Top of Data for this exercise

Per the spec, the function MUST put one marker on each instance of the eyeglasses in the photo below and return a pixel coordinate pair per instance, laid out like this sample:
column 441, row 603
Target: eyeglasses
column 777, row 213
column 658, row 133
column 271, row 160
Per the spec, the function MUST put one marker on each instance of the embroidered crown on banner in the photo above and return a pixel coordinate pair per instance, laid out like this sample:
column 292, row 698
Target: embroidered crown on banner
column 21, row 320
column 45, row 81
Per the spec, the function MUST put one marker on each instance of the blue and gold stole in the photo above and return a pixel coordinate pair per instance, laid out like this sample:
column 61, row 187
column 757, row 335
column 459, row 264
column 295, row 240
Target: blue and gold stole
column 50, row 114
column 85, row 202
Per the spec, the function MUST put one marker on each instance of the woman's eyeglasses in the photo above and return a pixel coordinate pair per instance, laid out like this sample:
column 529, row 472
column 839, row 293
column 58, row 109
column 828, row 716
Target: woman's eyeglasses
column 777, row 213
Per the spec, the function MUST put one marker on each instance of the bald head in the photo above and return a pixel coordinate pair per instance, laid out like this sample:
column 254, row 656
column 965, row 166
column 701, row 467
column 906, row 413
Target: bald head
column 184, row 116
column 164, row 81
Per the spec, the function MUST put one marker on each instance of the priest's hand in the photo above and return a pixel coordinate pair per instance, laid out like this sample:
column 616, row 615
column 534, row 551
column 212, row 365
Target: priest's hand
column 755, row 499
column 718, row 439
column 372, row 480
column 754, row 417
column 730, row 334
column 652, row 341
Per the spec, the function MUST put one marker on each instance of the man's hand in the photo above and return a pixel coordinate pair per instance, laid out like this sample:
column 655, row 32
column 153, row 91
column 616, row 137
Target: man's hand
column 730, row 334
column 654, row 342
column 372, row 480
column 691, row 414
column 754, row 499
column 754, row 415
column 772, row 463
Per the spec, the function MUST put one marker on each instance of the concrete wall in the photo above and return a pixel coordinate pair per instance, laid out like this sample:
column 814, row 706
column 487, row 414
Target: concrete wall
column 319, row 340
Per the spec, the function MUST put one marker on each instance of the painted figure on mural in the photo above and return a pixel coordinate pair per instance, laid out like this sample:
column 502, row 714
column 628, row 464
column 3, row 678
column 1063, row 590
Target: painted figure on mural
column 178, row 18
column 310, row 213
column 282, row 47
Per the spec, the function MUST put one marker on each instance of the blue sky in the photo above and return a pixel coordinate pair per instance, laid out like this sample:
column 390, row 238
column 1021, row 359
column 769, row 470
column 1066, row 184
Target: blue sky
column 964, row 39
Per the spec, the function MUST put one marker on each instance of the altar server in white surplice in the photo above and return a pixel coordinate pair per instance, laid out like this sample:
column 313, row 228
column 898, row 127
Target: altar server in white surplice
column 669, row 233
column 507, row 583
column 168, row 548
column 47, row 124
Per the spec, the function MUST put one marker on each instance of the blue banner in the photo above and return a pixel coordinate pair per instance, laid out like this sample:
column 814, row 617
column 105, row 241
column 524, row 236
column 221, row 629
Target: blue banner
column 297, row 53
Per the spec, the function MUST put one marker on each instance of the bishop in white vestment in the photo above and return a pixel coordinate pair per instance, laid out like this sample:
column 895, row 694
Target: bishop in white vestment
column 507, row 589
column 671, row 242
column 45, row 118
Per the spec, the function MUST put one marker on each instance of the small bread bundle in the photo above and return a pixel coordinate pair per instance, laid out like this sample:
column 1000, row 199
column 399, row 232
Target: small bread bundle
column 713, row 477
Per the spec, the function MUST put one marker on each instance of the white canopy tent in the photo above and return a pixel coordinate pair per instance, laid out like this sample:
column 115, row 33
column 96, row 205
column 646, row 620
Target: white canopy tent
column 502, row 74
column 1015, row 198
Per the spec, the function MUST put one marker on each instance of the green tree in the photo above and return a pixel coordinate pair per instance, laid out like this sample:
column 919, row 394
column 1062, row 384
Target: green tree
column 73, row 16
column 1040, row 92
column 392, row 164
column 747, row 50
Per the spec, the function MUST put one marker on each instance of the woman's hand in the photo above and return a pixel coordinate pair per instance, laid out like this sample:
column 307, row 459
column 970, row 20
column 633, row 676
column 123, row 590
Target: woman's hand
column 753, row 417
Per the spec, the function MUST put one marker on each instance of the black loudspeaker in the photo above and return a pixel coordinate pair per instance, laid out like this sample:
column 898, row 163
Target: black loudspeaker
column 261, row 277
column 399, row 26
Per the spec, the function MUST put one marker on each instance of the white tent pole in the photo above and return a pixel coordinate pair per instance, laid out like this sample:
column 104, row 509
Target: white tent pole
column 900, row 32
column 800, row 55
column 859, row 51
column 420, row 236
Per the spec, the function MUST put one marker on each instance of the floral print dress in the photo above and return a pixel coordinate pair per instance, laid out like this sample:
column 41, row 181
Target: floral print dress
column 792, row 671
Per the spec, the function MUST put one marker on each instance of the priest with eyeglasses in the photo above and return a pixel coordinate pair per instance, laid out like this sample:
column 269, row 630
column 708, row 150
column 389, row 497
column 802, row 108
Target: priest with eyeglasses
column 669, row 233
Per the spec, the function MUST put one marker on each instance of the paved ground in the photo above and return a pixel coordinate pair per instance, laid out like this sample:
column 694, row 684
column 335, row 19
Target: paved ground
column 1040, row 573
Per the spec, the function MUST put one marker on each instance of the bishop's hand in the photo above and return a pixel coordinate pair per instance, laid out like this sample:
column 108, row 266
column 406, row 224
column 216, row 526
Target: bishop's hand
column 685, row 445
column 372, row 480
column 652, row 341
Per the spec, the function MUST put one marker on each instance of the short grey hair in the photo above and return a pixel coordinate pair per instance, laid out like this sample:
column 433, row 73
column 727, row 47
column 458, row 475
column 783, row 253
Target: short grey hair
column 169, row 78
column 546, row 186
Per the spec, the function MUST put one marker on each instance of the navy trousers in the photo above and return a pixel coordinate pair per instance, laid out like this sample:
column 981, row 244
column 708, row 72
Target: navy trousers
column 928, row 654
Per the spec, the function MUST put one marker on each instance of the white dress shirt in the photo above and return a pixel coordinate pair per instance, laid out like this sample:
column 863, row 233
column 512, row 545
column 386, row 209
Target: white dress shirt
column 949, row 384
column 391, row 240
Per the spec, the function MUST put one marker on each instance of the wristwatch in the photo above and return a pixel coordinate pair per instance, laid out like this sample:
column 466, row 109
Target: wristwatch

Bottom of Data for this exercise

■ Task item:
Output the records in full, keeping them exactly as they are.

■ The answer:
Per the spec, the function MUST put one marker on each instance of the eyeglasses in the photo below and return a pixel coordinate pair per instance, laid out like this sample:
column 441, row 603
Target: eyeglasses
column 777, row 213
column 658, row 133
column 271, row 160
Per the spec, the function MUST put one marker on each instance of the embroidered crown on banner in the photo above and return a pixel coordinate pair per instance, laid out like this sample:
column 292, row 698
Target: embroidered crown on banner
column 21, row 320
column 45, row 81
Per the spec, the function MUST put one marker on each instance of the blue and gold stole in the photo above and return a pixel coordinate pair per instance, laid out like this sample:
column 61, row 187
column 757, row 335
column 459, row 264
column 295, row 240
Target: blue and gold stole
column 50, row 114
column 85, row 202
Per the spec, the function MUST put one marker on each instance of the woman's eyeglasses in the photo above and return a pixel coordinate pair per instance, laid out like this sample:
column 529, row 472
column 839, row 293
column 58, row 109
column 828, row 716
Target: woman's eyeglasses
column 777, row 213
Per the spec, the function MUST put one marker on each instance of the bald head in the photo above and return a pixel coordinate pair per instance, laid out like this sample:
column 254, row 656
column 965, row 166
column 701, row 467
column 906, row 413
Target: bald head
column 184, row 116
column 164, row 81
Per the spec, the function MUST put one marker on each instance of the priest's hand in the photo above and return a pixel coordinate pair per instance, laid out like this sample:
column 616, row 615
column 534, row 551
column 212, row 365
Target: priest's hand
column 755, row 499
column 718, row 439
column 372, row 480
column 754, row 417
column 730, row 334
column 652, row 341
Per the spec, the function MUST put one marker on each instance of the man's hand in the photo above and return a pixel coordinate pair per instance, laid out like this sample:
column 655, row 32
column 153, row 91
column 616, row 137
Target: man's hand
column 730, row 334
column 654, row 342
column 372, row 480
column 691, row 414
column 754, row 499
column 754, row 415
column 772, row 463
Per the spec, the function MUST put one marker on each instance of the concrete wall in the photo above and return a pixel coordinate pair per instance, laid out like this sample:
column 814, row 706
column 487, row 414
Target: concrete wall
column 319, row 340
Per the spec, the function MUST put one marker on each instance of the painted figure on mural in the photo above and return a pixel coordinate pair per instance, laid out like this sample:
column 502, row 714
column 628, row 464
column 3, row 678
column 1063, row 590
Target: painted figure on mural
column 178, row 18
column 310, row 213
column 282, row 47
Per the spec, the function MUST put one marker on each instance of the blue sky in the photo above and return a pixel coordinate pair per instance, laid out like this sample:
column 390, row 238
column 1021, row 359
column 769, row 470
column 1066, row 184
Target: blue sky
column 964, row 39
Per the spec, the function MUST put one marker on each instance of the altar server in white surplice in the photo above and return a pixel coordinate pair per instance, laid out like this sample:
column 313, row 228
column 898, row 127
Target: altar server in white surplice
column 669, row 233
column 507, row 583
column 168, row 548
column 47, row 124
Per the spec, the function MUST put one marker on each instance of the blue banner in the photo above and return a pixel coordinate pair per instance, laid out like this sample:
column 814, row 617
column 105, row 241
column 524, row 236
column 221, row 629
Target: blue banner
column 297, row 53
Per the spec, the function MUST put one marker on each instance of the bishop in white vestment in the photo above and return a pixel coordinate pair per instance, laid out like this sample:
column 895, row 694
Target: bishop in white vestment
column 507, row 589
column 671, row 242
column 45, row 118
Per the spec, the function MUST put one marker on each instance of the small bread bundle in the photo above and return a pixel coordinate pair per instance, laid out like this sample:
column 1000, row 199
column 399, row 232
Target: small bread bundle
column 713, row 477
Per the spec, the function MUST put one marker on each instance of the white canopy tent in the photo above and return a pixel coordinate pair per instance, laid out like this sample:
column 115, row 33
column 96, row 205
column 646, row 620
Target: white canopy tent
column 502, row 74
column 1015, row 198
Per the spec, the function MUST put one marker on each instance of the green tree in the photo above and return a pixel coordinate pair per instance, laid out like this sample:
column 919, row 394
column 1062, row 384
Target: green tree
column 73, row 16
column 1040, row 92
column 392, row 164
column 747, row 50
Per the spec, the function MUST put one marker on each instance of the woman's hand in the photo above and return a pixel coordinate pair per instance, laid out like this sample:
column 307, row 459
column 970, row 20
column 633, row 676
column 123, row 590
Target: woman's hand
column 753, row 417
Per the spec, the function MUST put one marker on each instance of the black loudspeaker in the photo above and return a pixel coordinate pair per instance, laid out like this sample:
column 898, row 163
Target: black loudspeaker
column 261, row 277
column 399, row 26
Per the spec, the function MUST put one marker on each instance of the white tent pole in the photo above and return a pixel coordinate pair per instance, laid out like this sample:
column 104, row 509
Target: white tent pole
column 900, row 32
column 800, row 55
column 859, row 51
column 420, row 236
Per the spec, the function MUST put one marker on each instance of the floral print dress in the photo above and return a pixel coordinate pair per instance, laid out like this sample:
column 41, row 181
Target: floral print dress
column 792, row 671
Per the spec, the function MUST put one marker on each instance of the priest with eyeglasses in the photo above and return a pixel coordinate pair per instance, laid out like this sample:
column 269, row 630
column 708, row 150
column 389, row 497
column 802, row 108
Target: priest with eyeglasses
column 669, row 233
Per the spec, the function MUST put one marker on each instance of the paved ground in the photo above and return a pixel coordinate pair per instance, laid out like this sample:
column 694, row 684
column 335, row 19
Target: paved ground
column 1040, row 573
Per the spec, the function MUST put one marker on each instance of the bishop's hand in the photo above and return a pixel coordinate pair per instance, laid out like this sample:
column 108, row 266
column 406, row 224
column 216, row 526
Target: bishop's hand
column 685, row 445
column 372, row 480
column 652, row 341
Per the spec, the function MUST put one marker on each instance of the short grey hair in the photo above and return a pixel coordinate pair per instance, laid out like this sample:
column 433, row 73
column 727, row 47
column 458, row 475
column 783, row 253
Target: short grey hair
column 169, row 78
column 546, row 186
Per the spec, the function MUST put one marker on each instance of the navy trousers in the photo above and return a pixel coordinate pair per instance, laid out like this sample:
column 981, row 244
column 708, row 72
Target: navy trousers
column 928, row 654
Per the spec, the function MUST put one marker on each instance of the white dress shirt in the photo above and return a pixel coordinate pair per instance, laid out like this sample:
column 863, row 233
column 512, row 545
column 386, row 209
Target: white dress shirt
column 949, row 384
column 391, row 240
Per the spec, the function MUST put one marker on each instance of the wristwatch in the photo above and return a pixel coordinate pair per instance, laid out like this sample:
column 466, row 109
Target: wristwatch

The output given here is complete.